[Entries from a point annotation set]
◆ ◆ ◆ ◆ ◆
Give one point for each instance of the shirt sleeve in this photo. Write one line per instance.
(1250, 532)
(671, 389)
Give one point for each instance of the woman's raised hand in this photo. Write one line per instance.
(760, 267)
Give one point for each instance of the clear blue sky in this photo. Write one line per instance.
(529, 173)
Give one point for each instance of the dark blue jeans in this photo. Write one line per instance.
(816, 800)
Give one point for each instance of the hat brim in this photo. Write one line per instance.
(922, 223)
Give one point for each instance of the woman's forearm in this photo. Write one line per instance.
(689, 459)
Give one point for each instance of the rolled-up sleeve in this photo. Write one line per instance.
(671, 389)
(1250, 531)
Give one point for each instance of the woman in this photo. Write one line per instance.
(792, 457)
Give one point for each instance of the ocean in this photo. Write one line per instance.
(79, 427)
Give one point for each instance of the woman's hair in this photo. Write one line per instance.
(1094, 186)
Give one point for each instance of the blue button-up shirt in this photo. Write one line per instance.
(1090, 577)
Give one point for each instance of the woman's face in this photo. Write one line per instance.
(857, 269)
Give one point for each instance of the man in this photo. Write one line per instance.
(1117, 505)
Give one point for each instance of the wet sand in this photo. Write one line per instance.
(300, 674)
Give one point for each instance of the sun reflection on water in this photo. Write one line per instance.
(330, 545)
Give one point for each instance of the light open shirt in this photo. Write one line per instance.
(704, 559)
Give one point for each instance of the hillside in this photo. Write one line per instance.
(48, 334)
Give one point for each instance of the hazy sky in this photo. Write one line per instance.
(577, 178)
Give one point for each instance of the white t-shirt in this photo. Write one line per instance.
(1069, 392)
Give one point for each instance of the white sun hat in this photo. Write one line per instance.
◆ ◆ ◆ ◆ ◆
* Your goal:
Please copy every line from the one containing "Give one point for each instance of the man" down to the final line, both included, shifting each answer coordinate by adding 101 to it and leaving the other lines unchanged.

* Exercise response:
Give one point for each instance of the man in this photo. Write one line per instance.
(1218, 606)
Give one point for each instance of the wet sand in this photo. Write one line per instance.
(401, 775)
Give one point for each instance of the sun reflection on water in this photo. Write one line per instance.
(431, 646)
Give one point for each instance of the light open shirt in this photo. Write one line per instance.
(805, 660)
Give one point for each instance of the hillside in this photo. Write one line per instance.
(149, 435)
Give one point for each instance of the hazy sky in this photo. Write one line per instance.
(678, 279)
Give one point for each instance of the white t-shirt in this photo. Write one line per instance.
(1170, 493)
Give one point for each instance of the white sun hat in this photo. Write one line per instance.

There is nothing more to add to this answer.